### Directions
Please write out exactly the lines of the data below from the line holding "x=1015, y=121" through the line holding "x=547, y=540", and leave out the rest.

---- Excerpted records

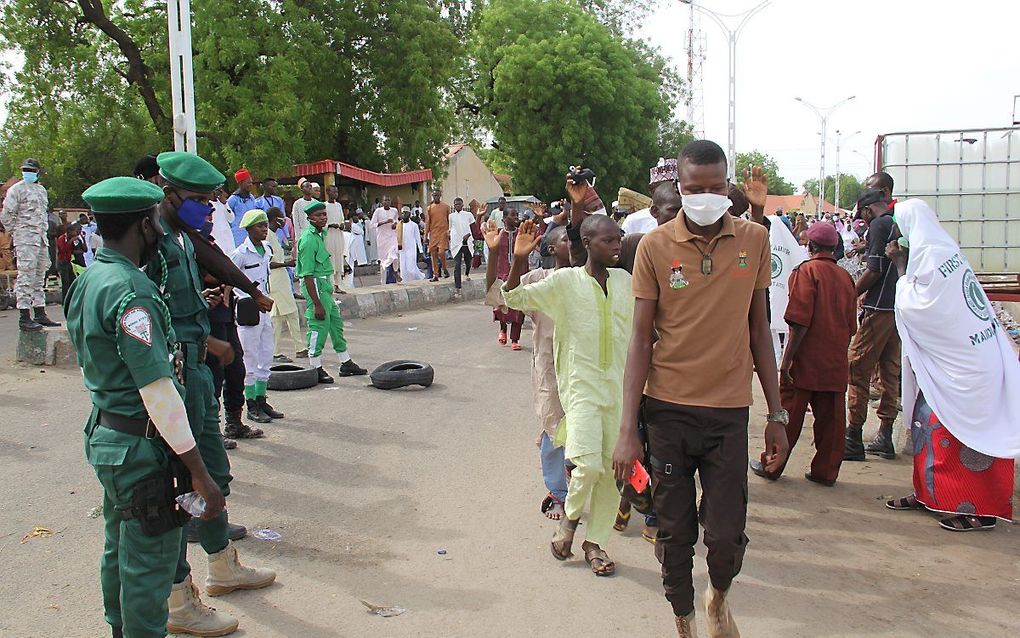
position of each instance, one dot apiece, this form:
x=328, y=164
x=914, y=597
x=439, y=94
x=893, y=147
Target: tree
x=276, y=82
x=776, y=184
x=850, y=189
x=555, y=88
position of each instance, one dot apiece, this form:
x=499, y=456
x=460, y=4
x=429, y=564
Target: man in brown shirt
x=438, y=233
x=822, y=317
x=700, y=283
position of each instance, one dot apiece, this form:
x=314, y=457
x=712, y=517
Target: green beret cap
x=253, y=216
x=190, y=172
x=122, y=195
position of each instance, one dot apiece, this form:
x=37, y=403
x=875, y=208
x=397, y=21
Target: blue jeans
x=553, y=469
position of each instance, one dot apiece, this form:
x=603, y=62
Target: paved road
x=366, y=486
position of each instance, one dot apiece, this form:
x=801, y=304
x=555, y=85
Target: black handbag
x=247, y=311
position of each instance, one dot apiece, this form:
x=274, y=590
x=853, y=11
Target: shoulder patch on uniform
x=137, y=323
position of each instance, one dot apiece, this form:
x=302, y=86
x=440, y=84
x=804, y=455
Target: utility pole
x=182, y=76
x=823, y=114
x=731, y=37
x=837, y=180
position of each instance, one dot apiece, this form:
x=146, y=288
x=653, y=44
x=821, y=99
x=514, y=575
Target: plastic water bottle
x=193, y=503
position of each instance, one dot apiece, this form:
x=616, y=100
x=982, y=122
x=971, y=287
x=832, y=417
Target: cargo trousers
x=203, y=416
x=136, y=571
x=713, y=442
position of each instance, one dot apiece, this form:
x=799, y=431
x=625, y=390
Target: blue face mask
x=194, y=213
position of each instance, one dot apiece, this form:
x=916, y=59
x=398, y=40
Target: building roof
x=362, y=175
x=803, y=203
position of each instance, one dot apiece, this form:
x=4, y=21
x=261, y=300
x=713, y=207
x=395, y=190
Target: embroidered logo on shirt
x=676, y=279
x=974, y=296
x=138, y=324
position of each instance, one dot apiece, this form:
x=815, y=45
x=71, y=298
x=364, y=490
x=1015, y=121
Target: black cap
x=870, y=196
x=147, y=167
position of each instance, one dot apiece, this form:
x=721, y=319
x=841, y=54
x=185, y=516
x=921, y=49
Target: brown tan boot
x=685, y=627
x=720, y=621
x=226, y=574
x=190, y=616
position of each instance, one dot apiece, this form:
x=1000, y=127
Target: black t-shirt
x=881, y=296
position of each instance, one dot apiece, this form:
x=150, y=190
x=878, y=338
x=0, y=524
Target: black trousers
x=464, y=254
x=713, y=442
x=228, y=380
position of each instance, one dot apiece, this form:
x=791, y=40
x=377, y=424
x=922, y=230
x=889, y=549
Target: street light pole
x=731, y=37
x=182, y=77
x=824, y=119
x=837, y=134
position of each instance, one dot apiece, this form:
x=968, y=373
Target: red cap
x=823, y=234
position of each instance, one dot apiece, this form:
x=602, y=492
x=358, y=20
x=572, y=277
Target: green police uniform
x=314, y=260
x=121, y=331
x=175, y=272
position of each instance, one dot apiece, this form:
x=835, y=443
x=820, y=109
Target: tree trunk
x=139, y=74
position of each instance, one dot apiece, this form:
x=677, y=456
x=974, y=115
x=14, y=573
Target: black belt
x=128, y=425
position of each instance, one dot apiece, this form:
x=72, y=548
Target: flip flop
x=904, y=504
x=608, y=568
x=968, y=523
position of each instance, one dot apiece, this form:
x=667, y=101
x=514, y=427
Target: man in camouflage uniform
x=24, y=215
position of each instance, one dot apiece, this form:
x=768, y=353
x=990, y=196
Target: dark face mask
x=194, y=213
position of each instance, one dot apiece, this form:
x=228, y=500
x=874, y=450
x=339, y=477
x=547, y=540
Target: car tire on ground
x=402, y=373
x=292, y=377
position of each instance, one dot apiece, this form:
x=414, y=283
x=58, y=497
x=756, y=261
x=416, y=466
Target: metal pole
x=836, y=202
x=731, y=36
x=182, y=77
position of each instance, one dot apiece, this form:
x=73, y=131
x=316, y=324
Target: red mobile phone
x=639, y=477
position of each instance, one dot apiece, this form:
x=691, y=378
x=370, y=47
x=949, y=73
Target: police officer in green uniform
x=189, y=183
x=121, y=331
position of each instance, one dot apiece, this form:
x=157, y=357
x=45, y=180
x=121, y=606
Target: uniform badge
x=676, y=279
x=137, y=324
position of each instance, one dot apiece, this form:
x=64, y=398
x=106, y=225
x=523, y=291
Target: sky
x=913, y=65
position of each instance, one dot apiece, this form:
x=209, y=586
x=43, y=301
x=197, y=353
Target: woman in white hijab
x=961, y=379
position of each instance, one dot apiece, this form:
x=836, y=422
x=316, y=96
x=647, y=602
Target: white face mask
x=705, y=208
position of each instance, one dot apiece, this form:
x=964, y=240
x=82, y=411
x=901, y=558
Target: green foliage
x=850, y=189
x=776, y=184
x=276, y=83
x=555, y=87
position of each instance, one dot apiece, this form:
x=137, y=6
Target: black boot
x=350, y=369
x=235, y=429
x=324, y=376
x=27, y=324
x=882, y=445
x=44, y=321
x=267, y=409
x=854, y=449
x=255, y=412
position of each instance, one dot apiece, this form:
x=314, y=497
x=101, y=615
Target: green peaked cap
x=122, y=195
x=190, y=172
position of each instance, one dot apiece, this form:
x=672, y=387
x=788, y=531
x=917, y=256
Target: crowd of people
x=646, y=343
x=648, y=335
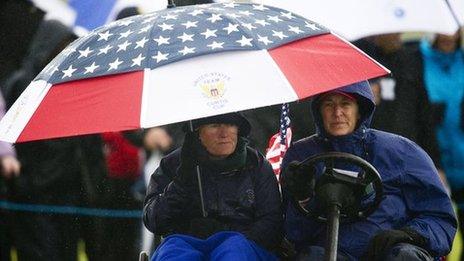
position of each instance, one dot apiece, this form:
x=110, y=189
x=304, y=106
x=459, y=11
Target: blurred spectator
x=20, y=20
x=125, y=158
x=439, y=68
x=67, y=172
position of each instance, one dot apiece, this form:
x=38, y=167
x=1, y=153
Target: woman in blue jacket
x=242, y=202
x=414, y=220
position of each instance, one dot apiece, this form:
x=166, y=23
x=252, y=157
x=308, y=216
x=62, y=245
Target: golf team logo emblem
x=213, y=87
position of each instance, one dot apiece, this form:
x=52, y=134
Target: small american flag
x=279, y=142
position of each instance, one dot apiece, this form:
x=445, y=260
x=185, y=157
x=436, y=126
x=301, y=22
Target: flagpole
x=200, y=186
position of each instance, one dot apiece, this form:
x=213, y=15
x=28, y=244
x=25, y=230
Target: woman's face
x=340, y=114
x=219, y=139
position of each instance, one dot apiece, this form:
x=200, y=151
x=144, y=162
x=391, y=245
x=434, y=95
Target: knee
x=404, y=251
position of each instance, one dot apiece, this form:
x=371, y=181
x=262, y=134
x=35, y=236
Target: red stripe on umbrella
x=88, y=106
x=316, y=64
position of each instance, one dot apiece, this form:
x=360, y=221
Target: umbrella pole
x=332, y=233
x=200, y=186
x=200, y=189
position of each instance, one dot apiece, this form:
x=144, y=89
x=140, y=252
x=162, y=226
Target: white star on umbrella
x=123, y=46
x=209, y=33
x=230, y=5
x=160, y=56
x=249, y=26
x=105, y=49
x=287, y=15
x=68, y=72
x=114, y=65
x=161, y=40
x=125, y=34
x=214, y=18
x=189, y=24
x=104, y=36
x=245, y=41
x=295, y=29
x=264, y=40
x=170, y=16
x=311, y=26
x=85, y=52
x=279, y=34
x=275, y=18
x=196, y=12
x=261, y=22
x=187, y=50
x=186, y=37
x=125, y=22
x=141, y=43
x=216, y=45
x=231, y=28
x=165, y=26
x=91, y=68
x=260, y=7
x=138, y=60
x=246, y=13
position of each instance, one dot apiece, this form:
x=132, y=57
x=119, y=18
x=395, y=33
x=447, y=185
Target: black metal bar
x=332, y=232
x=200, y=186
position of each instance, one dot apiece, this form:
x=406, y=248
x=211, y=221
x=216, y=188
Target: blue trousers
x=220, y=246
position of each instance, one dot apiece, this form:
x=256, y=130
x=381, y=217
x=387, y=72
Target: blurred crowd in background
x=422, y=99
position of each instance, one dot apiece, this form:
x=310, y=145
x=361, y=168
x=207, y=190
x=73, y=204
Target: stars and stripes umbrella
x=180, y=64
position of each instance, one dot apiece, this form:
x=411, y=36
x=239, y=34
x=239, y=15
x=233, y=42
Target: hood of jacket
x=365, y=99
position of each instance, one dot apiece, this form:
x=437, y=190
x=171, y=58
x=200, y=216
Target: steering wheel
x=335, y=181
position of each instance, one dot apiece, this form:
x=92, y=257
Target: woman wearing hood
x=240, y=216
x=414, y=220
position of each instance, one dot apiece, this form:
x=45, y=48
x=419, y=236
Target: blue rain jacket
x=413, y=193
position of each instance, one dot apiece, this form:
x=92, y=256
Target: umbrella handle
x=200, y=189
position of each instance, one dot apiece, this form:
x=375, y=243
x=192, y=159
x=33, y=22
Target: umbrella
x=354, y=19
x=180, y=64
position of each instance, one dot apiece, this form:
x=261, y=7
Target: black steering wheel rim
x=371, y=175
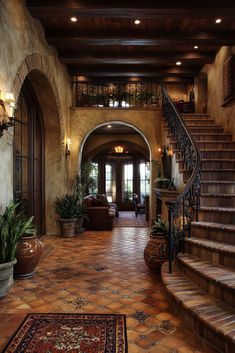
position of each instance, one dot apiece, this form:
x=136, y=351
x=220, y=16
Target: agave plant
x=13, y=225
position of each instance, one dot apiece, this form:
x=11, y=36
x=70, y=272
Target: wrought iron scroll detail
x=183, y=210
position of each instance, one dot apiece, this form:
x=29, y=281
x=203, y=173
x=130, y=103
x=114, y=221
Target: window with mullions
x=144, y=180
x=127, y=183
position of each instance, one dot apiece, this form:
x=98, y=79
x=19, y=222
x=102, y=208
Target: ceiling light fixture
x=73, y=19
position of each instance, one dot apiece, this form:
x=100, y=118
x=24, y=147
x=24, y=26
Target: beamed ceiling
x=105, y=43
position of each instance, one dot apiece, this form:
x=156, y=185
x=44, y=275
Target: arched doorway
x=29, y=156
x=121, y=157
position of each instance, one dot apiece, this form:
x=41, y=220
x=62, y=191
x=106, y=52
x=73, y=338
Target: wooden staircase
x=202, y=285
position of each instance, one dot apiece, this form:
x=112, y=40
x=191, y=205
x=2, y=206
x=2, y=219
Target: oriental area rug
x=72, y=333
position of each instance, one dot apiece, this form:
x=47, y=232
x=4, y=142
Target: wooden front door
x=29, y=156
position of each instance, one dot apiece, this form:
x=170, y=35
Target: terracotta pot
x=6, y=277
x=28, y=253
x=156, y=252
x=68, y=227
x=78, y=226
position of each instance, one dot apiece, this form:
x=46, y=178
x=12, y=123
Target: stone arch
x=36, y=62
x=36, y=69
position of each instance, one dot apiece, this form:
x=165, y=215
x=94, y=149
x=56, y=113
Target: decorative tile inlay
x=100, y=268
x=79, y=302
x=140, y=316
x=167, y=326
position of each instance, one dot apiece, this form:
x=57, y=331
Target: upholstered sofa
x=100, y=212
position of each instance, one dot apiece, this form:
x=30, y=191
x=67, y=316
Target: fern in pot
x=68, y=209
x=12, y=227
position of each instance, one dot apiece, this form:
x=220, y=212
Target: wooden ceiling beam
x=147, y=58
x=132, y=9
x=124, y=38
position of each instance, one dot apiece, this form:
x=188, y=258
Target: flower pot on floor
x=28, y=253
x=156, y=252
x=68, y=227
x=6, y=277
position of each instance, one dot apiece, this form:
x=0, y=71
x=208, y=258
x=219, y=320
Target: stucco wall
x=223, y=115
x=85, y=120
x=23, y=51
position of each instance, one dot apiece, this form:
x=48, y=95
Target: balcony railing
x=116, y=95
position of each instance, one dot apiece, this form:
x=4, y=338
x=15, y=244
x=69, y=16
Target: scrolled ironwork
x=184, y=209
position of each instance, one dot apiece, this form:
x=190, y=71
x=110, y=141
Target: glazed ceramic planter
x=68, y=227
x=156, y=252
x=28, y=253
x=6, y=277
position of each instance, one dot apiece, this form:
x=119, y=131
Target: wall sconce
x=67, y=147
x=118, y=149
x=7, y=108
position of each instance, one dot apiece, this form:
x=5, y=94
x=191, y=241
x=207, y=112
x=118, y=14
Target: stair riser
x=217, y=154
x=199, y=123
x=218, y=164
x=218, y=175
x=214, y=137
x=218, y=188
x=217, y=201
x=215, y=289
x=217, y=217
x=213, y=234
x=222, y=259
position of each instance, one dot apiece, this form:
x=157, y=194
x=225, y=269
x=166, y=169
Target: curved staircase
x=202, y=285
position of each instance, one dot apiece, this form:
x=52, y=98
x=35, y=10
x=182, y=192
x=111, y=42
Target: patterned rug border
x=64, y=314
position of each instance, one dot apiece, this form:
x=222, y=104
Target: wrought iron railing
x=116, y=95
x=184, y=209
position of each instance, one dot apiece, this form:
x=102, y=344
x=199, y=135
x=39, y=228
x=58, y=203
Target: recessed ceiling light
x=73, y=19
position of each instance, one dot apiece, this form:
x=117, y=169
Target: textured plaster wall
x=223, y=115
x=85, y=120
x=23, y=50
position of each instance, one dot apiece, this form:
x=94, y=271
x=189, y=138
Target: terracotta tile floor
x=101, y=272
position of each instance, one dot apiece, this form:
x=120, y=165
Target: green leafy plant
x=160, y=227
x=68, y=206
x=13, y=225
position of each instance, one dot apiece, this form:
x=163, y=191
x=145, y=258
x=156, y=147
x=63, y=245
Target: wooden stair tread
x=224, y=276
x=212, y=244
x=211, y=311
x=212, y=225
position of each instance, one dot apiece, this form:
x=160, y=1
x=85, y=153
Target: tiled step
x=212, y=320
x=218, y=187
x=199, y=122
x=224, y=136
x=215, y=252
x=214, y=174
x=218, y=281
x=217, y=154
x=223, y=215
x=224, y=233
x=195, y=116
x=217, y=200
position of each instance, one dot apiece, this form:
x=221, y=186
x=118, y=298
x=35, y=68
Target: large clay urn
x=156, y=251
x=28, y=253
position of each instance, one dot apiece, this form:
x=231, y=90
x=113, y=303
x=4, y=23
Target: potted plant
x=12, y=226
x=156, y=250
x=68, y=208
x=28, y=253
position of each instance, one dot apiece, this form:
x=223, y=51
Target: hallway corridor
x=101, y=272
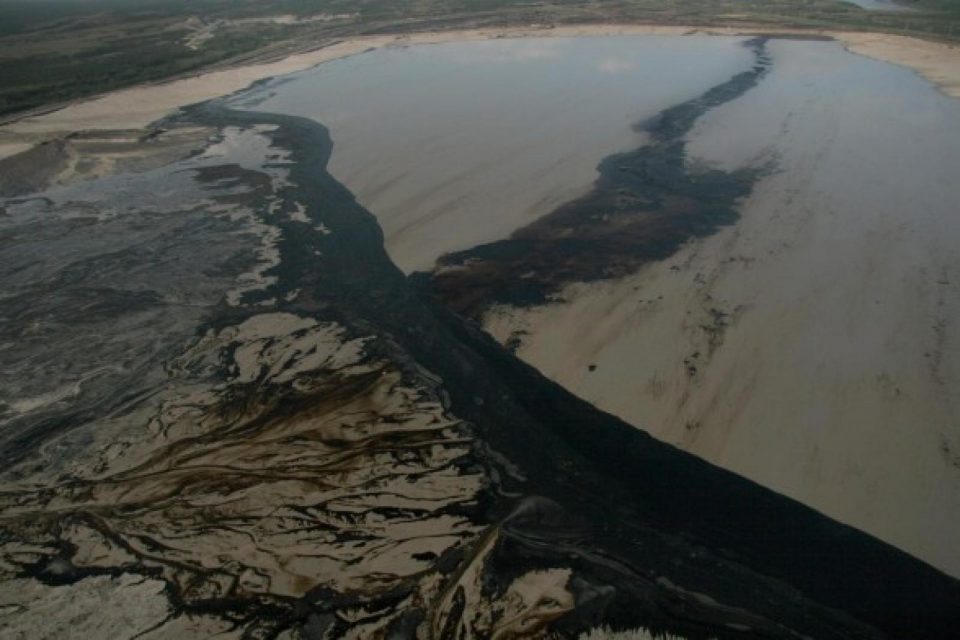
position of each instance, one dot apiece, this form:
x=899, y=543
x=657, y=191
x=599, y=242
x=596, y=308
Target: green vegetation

--------

### Exercise output
x=1015, y=121
Target: black cap
x=870, y=196
x=147, y=167
position of each instance, one dot apiece, this form:
x=721, y=319
x=841, y=54
x=185, y=516
x=921, y=49
Target: brown tan boot
x=685, y=627
x=720, y=621
x=226, y=574
x=190, y=616
position of each instance, one dot apiece, this form:
x=1000, y=127
Target: black t-shirt
x=881, y=296
position of each instance, one dot apiece, this form:
x=150, y=190
x=878, y=338
x=0, y=524
Target: black trousers
x=464, y=254
x=713, y=442
x=228, y=380
position of each instance, one dot apiece, this form:
x=791, y=40
x=377, y=424
x=922, y=230
x=889, y=549
Target: street light pole
x=731, y=37
x=182, y=77
x=824, y=119
x=837, y=134
position of each instance, one dot apiece, this form:
x=968, y=373
Target: red cap
x=823, y=234
position of each instance, one dot apiece, this form:
x=602, y=492
x=358, y=20
x=572, y=277
Target: green police uniform
x=314, y=260
x=121, y=331
x=175, y=272
position of each instance, one dot apiece, this form:
x=835, y=443
x=820, y=109
Target: tree trunk
x=139, y=74
position of each instance, one dot apiece, this form:
x=677, y=456
x=974, y=115
x=14, y=573
Target: black belt
x=128, y=425
position of each instance, one dot apiece, this form:
x=72, y=548
Target: flip flop
x=904, y=504
x=608, y=568
x=968, y=523
position of each instance, one dot apiece, this form:
x=667, y=101
x=514, y=427
Target: man in camouflage uniform
x=24, y=215
position of each instance, one dot apiece, this form:
x=768, y=353
x=990, y=196
Target: dark face mask
x=194, y=213
position of each instance, one dot apiece, this form:
x=228, y=500
x=874, y=450
x=339, y=477
x=547, y=540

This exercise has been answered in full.